[Stored data]
* * * *

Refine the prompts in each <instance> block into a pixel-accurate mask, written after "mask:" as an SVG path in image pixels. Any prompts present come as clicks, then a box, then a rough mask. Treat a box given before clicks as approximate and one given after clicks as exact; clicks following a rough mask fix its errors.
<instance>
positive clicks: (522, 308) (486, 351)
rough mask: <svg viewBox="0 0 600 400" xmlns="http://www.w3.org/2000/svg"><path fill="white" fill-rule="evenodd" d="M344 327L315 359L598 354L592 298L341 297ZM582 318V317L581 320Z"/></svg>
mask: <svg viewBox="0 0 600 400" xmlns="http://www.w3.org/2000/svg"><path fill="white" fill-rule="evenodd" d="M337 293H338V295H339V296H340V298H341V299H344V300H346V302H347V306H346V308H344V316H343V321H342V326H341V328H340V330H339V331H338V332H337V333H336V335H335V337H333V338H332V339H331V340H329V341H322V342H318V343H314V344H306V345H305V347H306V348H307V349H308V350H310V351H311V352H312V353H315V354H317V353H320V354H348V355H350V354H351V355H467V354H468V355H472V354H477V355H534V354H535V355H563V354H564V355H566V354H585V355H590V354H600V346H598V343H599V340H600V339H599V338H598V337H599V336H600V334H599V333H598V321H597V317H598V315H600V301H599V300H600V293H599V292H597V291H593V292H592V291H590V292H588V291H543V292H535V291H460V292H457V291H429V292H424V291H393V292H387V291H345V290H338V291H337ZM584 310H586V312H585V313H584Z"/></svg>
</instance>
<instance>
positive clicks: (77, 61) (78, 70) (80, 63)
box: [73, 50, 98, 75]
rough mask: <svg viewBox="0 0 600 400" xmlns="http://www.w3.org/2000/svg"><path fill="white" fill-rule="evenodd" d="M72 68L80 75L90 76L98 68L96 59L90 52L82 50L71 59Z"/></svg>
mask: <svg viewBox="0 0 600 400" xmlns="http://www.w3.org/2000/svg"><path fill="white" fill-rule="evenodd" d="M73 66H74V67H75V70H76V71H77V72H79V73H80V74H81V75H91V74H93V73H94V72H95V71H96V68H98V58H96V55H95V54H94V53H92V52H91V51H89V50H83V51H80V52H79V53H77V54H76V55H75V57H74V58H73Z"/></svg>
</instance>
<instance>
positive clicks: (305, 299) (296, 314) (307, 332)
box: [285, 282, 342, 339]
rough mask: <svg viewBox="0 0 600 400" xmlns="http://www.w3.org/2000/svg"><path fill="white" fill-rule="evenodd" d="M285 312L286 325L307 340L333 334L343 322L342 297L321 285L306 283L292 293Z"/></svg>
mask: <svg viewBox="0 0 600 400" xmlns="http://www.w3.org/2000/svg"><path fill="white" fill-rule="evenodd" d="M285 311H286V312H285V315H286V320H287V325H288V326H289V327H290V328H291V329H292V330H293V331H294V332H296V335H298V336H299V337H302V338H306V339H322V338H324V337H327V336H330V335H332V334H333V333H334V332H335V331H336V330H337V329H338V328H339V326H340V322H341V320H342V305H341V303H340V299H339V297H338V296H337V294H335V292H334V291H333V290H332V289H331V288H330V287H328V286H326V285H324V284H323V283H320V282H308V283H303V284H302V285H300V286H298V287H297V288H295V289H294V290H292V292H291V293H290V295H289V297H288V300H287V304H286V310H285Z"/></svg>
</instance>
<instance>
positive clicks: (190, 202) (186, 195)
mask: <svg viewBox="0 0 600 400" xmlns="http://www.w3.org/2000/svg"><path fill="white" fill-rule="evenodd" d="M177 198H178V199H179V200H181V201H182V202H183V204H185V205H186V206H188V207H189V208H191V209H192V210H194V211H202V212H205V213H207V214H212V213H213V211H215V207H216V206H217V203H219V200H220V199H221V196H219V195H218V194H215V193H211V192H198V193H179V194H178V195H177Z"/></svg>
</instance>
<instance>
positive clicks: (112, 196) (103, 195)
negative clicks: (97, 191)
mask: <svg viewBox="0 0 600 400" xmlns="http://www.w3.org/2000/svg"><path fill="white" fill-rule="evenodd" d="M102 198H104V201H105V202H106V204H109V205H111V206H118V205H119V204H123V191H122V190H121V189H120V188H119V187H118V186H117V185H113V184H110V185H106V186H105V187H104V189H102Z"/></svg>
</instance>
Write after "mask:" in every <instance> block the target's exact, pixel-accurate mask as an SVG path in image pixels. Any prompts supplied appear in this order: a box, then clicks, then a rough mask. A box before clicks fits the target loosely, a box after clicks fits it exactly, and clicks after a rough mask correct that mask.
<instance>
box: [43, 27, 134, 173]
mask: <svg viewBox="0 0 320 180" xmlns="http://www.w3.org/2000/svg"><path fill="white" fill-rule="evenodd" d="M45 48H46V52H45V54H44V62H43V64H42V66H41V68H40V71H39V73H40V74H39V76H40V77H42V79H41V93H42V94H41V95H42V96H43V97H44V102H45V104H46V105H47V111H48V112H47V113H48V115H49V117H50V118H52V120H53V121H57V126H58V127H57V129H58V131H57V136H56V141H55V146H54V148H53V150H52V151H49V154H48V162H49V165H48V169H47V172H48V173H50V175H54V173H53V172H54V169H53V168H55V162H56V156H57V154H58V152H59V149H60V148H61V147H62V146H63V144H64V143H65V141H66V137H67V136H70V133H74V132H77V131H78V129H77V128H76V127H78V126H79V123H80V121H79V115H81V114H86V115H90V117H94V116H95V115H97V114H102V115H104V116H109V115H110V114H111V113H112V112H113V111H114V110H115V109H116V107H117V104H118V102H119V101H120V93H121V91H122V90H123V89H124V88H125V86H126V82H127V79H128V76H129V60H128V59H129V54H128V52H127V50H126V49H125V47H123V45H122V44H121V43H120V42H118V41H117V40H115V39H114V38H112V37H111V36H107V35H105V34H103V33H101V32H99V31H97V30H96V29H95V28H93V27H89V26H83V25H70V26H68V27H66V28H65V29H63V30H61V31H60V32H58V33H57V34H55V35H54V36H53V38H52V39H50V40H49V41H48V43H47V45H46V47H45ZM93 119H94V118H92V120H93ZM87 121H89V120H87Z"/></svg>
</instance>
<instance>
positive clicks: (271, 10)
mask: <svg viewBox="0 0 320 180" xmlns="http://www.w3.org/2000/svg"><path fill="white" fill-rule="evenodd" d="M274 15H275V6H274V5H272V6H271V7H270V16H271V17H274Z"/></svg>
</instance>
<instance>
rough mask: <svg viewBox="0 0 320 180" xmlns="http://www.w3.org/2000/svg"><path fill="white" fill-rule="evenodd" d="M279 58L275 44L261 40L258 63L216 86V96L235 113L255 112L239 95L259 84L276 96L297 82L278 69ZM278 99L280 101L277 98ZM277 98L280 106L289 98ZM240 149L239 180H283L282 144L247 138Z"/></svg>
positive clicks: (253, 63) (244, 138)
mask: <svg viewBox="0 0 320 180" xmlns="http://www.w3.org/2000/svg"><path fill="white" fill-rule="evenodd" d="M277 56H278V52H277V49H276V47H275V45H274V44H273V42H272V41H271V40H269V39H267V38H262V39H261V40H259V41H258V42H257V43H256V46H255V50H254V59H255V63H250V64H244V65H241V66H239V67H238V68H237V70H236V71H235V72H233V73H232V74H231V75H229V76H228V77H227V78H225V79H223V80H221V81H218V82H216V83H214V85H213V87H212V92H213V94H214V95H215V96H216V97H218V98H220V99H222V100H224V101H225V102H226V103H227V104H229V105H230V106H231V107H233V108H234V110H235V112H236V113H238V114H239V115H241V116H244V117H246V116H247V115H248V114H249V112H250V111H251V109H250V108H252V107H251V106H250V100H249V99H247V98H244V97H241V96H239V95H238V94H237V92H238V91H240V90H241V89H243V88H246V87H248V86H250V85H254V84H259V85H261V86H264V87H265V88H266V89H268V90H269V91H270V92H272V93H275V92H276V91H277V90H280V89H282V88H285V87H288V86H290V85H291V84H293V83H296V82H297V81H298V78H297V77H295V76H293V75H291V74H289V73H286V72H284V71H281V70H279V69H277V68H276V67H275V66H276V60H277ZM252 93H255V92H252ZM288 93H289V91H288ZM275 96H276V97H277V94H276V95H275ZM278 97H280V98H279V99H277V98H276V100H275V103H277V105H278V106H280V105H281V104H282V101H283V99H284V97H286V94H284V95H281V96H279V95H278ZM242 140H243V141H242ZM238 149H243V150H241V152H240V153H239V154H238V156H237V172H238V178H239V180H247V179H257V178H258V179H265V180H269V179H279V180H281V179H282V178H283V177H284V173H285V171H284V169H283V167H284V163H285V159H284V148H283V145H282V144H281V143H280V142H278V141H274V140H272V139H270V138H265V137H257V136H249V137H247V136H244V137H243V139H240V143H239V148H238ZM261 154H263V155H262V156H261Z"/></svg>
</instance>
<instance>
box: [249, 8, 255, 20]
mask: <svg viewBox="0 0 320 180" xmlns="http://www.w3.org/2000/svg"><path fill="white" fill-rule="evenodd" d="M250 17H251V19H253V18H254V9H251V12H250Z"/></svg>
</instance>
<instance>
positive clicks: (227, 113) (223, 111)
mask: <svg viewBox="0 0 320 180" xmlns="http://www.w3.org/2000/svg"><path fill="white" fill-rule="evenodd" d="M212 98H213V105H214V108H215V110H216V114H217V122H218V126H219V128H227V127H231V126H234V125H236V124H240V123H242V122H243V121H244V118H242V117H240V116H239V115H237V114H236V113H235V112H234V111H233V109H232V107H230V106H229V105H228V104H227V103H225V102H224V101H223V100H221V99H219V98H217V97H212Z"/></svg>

* * * *

▶ _Work required_: Which lines in the material above contain the string "prompts" with matching case? Collect each such line and copy it out in full.

▶ _Solution for this exercise_:
Refine the prompts in each <instance> block into a pixel-accurate mask, written after "mask:" as an SVG path in image pixels. Any prompts present come as clicks, then a box, then a rough mask. Treat a box given before clicks as approximate and one given after clicks as exact; clicks following a rough mask fix its errors.
Write after "mask:" in every <instance> block the target's exact, pixel-accurate mask as an SVG path in image pixels. Any prompts supplied appear in this order: a box, then clicks, then a rough mask. A box before clicks fits the target loosely, a box after clicks fits it exactly, and clicks after a rough mask correct that mask.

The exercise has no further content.